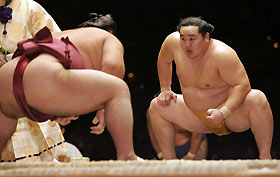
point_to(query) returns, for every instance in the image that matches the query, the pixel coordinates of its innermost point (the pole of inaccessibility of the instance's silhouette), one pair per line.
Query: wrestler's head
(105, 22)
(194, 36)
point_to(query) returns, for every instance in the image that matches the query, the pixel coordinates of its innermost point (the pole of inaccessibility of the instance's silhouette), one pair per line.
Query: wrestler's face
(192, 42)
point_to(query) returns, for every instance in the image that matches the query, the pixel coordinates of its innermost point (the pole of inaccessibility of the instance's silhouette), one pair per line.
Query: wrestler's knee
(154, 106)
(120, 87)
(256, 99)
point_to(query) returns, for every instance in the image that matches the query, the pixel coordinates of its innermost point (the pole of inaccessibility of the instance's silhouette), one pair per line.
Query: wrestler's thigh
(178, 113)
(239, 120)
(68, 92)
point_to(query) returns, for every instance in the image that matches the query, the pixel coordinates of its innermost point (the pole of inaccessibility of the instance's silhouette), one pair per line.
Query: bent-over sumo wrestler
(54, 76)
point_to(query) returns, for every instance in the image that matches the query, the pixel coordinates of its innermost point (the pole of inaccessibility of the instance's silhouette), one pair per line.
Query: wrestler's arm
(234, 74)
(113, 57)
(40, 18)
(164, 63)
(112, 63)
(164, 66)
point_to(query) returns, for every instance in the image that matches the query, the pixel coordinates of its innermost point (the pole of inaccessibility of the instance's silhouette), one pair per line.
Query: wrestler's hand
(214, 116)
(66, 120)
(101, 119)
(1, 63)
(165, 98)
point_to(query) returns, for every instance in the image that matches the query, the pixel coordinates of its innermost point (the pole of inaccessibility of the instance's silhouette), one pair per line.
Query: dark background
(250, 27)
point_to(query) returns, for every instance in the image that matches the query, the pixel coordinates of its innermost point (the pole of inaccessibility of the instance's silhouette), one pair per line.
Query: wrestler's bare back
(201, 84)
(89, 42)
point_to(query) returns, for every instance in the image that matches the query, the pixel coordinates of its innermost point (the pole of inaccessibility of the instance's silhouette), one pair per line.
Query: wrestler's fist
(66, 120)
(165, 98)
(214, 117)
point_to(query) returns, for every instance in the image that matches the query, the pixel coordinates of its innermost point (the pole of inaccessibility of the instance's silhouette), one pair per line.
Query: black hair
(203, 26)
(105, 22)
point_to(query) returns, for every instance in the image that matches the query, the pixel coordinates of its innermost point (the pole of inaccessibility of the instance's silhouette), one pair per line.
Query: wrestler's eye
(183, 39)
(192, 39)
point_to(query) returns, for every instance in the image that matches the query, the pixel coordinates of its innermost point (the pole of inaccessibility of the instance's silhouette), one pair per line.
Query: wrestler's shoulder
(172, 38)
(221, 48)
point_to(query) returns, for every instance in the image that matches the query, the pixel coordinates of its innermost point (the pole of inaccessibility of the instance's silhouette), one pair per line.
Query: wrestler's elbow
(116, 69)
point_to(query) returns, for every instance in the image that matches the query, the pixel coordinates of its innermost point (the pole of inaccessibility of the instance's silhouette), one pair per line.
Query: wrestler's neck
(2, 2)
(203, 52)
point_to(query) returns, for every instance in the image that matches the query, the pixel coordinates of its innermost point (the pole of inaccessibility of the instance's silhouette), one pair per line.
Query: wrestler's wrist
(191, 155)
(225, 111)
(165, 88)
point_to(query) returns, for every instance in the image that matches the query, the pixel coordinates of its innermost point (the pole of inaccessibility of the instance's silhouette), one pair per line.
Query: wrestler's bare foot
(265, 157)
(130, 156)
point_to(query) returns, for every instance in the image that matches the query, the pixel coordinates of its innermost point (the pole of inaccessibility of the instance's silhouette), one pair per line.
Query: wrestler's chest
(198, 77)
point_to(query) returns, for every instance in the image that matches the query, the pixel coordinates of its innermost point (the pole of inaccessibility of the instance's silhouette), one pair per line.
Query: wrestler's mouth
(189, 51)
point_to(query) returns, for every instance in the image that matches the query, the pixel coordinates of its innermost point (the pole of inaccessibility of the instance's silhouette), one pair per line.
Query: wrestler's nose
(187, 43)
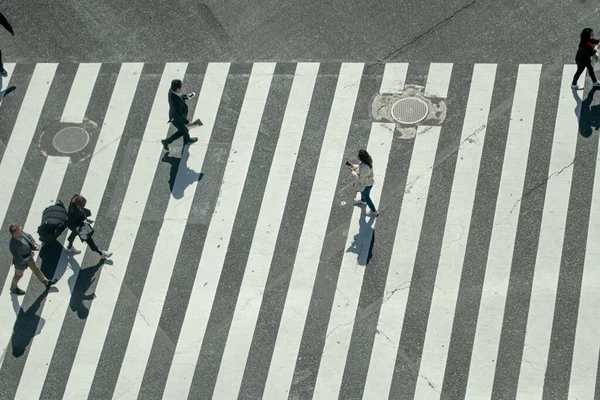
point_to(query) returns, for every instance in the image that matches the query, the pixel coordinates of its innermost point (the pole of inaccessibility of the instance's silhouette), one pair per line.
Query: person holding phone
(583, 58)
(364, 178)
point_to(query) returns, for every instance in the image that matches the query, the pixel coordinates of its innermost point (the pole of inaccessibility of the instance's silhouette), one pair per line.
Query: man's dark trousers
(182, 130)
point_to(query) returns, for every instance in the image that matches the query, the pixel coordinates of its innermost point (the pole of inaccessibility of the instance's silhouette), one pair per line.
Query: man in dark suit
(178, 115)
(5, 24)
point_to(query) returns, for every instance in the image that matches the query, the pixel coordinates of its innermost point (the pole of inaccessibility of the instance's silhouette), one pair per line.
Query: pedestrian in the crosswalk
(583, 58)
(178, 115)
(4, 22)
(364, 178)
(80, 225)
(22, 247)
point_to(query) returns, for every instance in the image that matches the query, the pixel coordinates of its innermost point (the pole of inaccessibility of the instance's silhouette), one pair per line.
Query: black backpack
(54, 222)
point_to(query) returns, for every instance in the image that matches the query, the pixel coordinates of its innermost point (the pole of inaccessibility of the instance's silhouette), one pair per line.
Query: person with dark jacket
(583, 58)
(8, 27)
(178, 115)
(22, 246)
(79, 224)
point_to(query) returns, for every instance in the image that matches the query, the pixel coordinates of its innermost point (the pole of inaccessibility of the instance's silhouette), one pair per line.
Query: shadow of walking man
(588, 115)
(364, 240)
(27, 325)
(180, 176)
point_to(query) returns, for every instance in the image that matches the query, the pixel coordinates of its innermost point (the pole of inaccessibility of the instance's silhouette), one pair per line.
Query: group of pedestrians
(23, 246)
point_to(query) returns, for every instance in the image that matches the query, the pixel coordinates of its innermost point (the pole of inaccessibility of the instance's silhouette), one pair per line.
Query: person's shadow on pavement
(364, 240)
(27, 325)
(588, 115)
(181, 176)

_____

> [WORK TO DO] Reproduce the material above verbatim; omit every picture.

> [RESULT OF THE TASK]
point_to(query) returns, for every instance in the image that matches the query, the pixel coordinates of its innermost point (the pole of inaccessibility of the instance's silhouette), one pair per line.
Query: wrestler's head
(105, 22)
(194, 36)
point_to(query) returns, for every instance in the image that matches the query, the pixel coordinates of its innermost point (the pole of inaccessibility of the instance's silhouette), one pair per line.
Query: wrestler's face
(192, 42)
point_to(query) returns, for every instance in the image that matches the query, the pixel coordinates of its innermost point (the pole of inaccessibility of the instance's silhouette), one pair per line.
Query: wrestler's knee
(154, 106)
(120, 87)
(256, 99)
point_to(query) returns, for every instance in the image that matches the query, the pixel coordinates of its innermost point (the pole of inaccessibility of the instance's silhouette), one pair per line.
Query: wrestler's thigh
(178, 113)
(239, 120)
(68, 92)
point_to(query) returns, for every instance in the image that matches the query, the pixel coordinates of its innermost point (the pole of inaccessibility of the instance's silhouette), one pair per line.
Query: bent-over sumo wrestler
(54, 76)
point_to(query) returns, for every instance in the image that matches the query, the pixel coordinates of its innermost point (the pole of inaccessibility of the instance's silhouette), one pair per line.
Query: wrestler's arm
(234, 74)
(113, 57)
(40, 18)
(164, 63)
(112, 63)
(164, 66)
point_to(query) returns, for every instance in the image that matches the query, the pixel coordinates of its innermost point (the pole of inaccessibility of the instance's silhouette), one pair per line.
Query: wrestler's hand
(214, 116)
(66, 120)
(101, 119)
(1, 63)
(165, 98)
point_to(query) returns, for every instance in the image that matches the query, the pixel coordinates of its innermost point (the pole of inaccessibility of the instance's silhouette), one pair per line.
Query: dark background
(250, 27)
point_to(query) returns, for every instance in the image that matches the query, the pixel coordinates of its innermost point (the pole of inaccessibility of the instance's silhouette), one pair per line.
Query: wrestler's bare back
(201, 84)
(89, 42)
point_to(query) returns, for every instance in the image that matches the query, the pixel coordinates of its innermost point (the pole of inaccessibility of the instance's silhouette), one pair per line.
Query: wrestler's fist
(66, 120)
(165, 98)
(214, 117)
point_to(query) returns, for every instance in the image that matches the query, the pixel coordinates of its innermost point (the pole of inaccessibility of the instance's silhouette), one pair per line.
Query: black hair
(203, 26)
(105, 22)
point_to(query) returns, for every instance in the image that matches the query, the pixel coordinates of its innermost point (the pole of inaccessibility of the instance's silhouette), one pair per line.
Query: wrestler's eye
(183, 39)
(192, 39)
point_to(query) returns, for every instance in the image that matches the query, the pixel coordinates of its innermost point (the pole of inaccessibility of the instance's silhouette), one pair per line.
Query: wrestler's shoulder
(172, 38)
(221, 48)
point_to(query) returns, for every instance in the image that matches the query, the pixel coordinates of its innermost point (the pole of inaccessibility of the instance's silhouette), one pair per line.
Query: wrestler's elbow
(116, 69)
point_to(query) returns, for every instance in the image that matches the query, the pixel coordinates of its innermost point (the pole of inaccessibility of the instance's silhouette), one pair per line.
Query: wrestler's neck
(2, 2)
(203, 52)
point_to(query) returns, for every instance in the image that matches the query, the pixel coordinates of its innermost point (the pole of inaccessibility of the instance's silhouette), one pair per line.
Query: wrestler's wrist
(191, 155)
(225, 111)
(165, 88)
point_to(query) returns, for every instance in the image that matches the query, the pixel coordinates of its innermost point (the pole of inaccessibility of the instance's silhouette), one pair per line.
Query: wrestler's bare foot
(265, 157)
(130, 156)
point_to(query) returns, for every instance in the image that matches the query, the pixel coordinates of its innermost point (the pole of inaccessibility of the instance's silhouette), one pair per line.
Query: wrestler's chest
(198, 77)
point_to(query) returns, for every instance in the image that matches the query, the pixel coordinates of its innermost point (the pole of inaccessibility of the instance's silhouette), one pair per line.
Query: wrestler's mouth
(189, 51)
point_to(query) returns, for every instance in the image that matches the query, the pixel coordinates of its innermost point (the pole of inaccessibility of the instance's silhouette), one pair per line.
Query: wrestler's nose
(187, 43)
point_to(query) returns, for every instance in the image that matches the query, the pixel coordinates of its innermost point (the pole of inaccessibility of the instance's silhouette), one pair per line.
Query: person holding phone
(583, 58)
(364, 178)
point_to(query) returns, for every instance in the image that matches the query, the pixel coordinates of its innermost point (the pole of inaccessibility of the instance's silhouette), one pair per line.
Query: man's dark trousers
(182, 130)
point_to(query) returns, for every instance in the image that matches the query, the pixel coordinates of its innermost point (the pole of inaccessibility of the instance's silhouette), one pair per line.
Query: man in dark suit
(178, 115)
(5, 24)
point_to(query) returns, for every instance in the image that matches the query, the pixel coordinates of its innermost point (the pole of inaccessibility of the instance's silhouette), one pair per line.
Query: pedestrian in the crosswalk
(583, 58)
(178, 115)
(4, 22)
(364, 178)
(80, 225)
(22, 247)
point_to(query) returns, for every instance in the image that matches the query, the pixel coordinates of its innermost point (the pole of inaccessibility of the instance's silhouette), one pair per line.
Query: black backpack
(54, 222)
point_to(query) returns, for every instance in the image that matches the query, the pixel coordinates of its innermost point (the pole of inaccessibility of the instance's silhouette), one pair per line.
Query: person with dark jacket
(583, 58)
(8, 27)
(178, 115)
(22, 246)
(79, 224)
point_to(query) returns, for every instance in the image that matches the query, the pixel coordinates of its innermost point (the pole of inaccessibility of the instance's silhouette), one pair per line.
Query: shadow of walking man
(588, 115)
(364, 240)
(27, 325)
(180, 176)
point_to(query) returns, for every instance in the image that matches the query, the pixel coordinates of its innermost point (the pole of inaccessibility of the instance's silhouette), one pair per line.
Query: group of pedestrians
(23, 246)
point_to(query) returns, for every instance in the image that matches the query, the pixel coordinates of its innermost point (the pole of inaccessibility of the instance's silhouette), one pair per line.
Query: person's shadow on pavement
(364, 240)
(27, 325)
(588, 115)
(181, 176)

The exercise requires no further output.